(Records from a pointing dataset)
----------

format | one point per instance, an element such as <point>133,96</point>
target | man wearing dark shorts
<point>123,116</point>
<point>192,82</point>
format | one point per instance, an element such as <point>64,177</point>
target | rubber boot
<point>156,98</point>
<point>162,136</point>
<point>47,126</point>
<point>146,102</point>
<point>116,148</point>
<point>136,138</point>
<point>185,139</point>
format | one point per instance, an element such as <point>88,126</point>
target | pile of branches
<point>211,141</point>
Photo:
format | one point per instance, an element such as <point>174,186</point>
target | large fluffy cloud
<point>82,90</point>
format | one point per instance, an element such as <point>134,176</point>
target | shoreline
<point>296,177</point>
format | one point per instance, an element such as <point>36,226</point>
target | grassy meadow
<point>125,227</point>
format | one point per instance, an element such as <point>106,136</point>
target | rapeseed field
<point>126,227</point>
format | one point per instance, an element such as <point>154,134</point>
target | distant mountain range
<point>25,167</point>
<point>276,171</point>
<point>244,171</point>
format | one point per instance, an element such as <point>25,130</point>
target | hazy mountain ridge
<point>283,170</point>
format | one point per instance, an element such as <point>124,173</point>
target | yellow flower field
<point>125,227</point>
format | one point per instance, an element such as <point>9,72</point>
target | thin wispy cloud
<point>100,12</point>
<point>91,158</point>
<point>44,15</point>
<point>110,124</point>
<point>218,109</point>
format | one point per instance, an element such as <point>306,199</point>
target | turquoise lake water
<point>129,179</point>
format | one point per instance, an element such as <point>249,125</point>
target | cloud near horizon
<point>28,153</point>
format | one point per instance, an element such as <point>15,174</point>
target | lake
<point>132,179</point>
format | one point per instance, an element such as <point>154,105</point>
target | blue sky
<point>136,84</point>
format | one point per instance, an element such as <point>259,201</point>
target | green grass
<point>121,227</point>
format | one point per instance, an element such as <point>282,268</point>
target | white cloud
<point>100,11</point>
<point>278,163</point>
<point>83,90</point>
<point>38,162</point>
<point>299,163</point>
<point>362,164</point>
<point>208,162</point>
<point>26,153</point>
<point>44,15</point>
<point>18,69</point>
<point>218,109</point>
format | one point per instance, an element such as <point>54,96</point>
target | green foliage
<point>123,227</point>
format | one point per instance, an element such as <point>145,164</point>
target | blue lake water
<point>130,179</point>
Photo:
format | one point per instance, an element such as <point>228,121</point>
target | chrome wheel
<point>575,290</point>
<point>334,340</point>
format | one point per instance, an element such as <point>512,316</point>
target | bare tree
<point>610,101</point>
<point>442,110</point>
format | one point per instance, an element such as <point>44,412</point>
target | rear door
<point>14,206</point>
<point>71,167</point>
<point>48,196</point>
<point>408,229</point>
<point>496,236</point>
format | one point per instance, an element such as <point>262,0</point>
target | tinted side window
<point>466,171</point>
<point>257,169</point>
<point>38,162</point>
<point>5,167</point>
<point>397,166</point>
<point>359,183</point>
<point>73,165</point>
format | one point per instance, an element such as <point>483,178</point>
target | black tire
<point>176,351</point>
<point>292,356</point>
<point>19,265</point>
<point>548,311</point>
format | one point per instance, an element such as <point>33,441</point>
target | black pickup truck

----------

**DIRECTIVE**
Copy out every line of the data above, changing nothing.

**RESPONSE**
format | one point per instance, an element such as <point>133,96</point>
target | man wearing dark shorts
<point>123,116</point>
<point>192,82</point>
format | one point per instance, an element such as <point>64,177</point>
target | rubber boot
<point>156,98</point>
<point>162,136</point>
<point>47,126</point>
<point>146,102</point>
<point>116,148</point>
<point>136,138</point>
<point>185,139</point>
format | one point per instance, an element such as <point>88,126</point>
target | pile of branches
<point>211,141</point>
Photo:
format | one point per instance, an element such as <point>174,186</point>
target | large fluffy cloud
<point>82,90</point>
format | one point per instance, an element such as <point>134,176</point>
target | shoreline
<point>296,177</point>
format | one point per instance, an element such as <point>36,226</point>
target | grassy meadow
<point>125,227</point>
format | one point per instance, an element such as <point>106,136</point>
target | rapeseed field
<point>126,227</point>
format | one point per instance, an element such as <point>154,134</point>
target | distant mountain range
<point>25,167</point>
<point>276,171</point>
<point>244,171</point>
format | one point per instance, an element such as <point>25,130</point>
target | hazy mountain ridge
<point>283,170</point>
format | one point per instance, an element such as <point>124,173</point>
target | yellow flower field
<point>125,227</point>
format | one point per instance, an element such as <point>9,72</point>
target | thin wispy cloud
<point>100,12</point>
<point>91,158</point>
<point>44,15</point>
<point>110,124</point>
<point>218,109</point>
format | one point per instance, an element such as <point>306,199</point>
target | turquoise lake water
<point>129,179</point>
format | one point per instance, an element such as <point>249,125</point>
target | cloud near horizon
<point>28,153</point>
format | one point per instance, an element such as <point>15,174</point>
target | lake
<point>132,179</point>
format | one point per instance, an element such as <point>154,105</point>
target | blue sky
<point>136,84</point>
format | one point per instance, an element such as <point>259,201</point>
target | green grass
<point>121,227</point>
format | one point per instance, an element such as <point>282,268</point>
target | white cloud
<point>100,11</point>
<point>278,163</point>
<point>83,90</point>
<point>38,162</point>
<point>299,163</point>
<point>362,164</point>
<point>208,162</point>
<point>26,153</point>
<point>44,15</point>
<point>18,69</point>
<point>218,109</point>
format | one point per instance, an element such as <point>54,96</point>
target | green foliage
<point>123,227</point>
format | one point per instance, an element such as <point>145,164</point>
target | blue lake water
<point>130,179</point>
Photo:
format | one point per instance, an element such as <point>228,121</point>
target | chrome wheel
<point>575,290</point>
<point>334,340</point>
format | one point per instance, an element such as <point>512,316</point>
target | bare tree
<point>610,101</point>
<point>442,110</point>
format | one point per instance, an element such as <point>44,412</point>
target | rear door
<point>14,206</point>
<point>71,167</point>
<point>48,196</point>
<point>408,229</point>
<point>496,236</point>
format | one point per instance, an element such as <point>262,0</point>
target | tinted side window
<point>466,171</point>
<point>257,169</point>
<point>38,162</point>
<point>5,167</point>
<point>397,166</point>
<point>359,183</point>
<point>73,165</point>
format | one point per instance, an element such as <point>483,178</point>
target | black tire
<point>176,351</point>
<point>292,356</point>
<point>19,265</point>
<point>548,311</point>
format | one point per instance, an element such as <point>33,441</point>
target | black pickup truck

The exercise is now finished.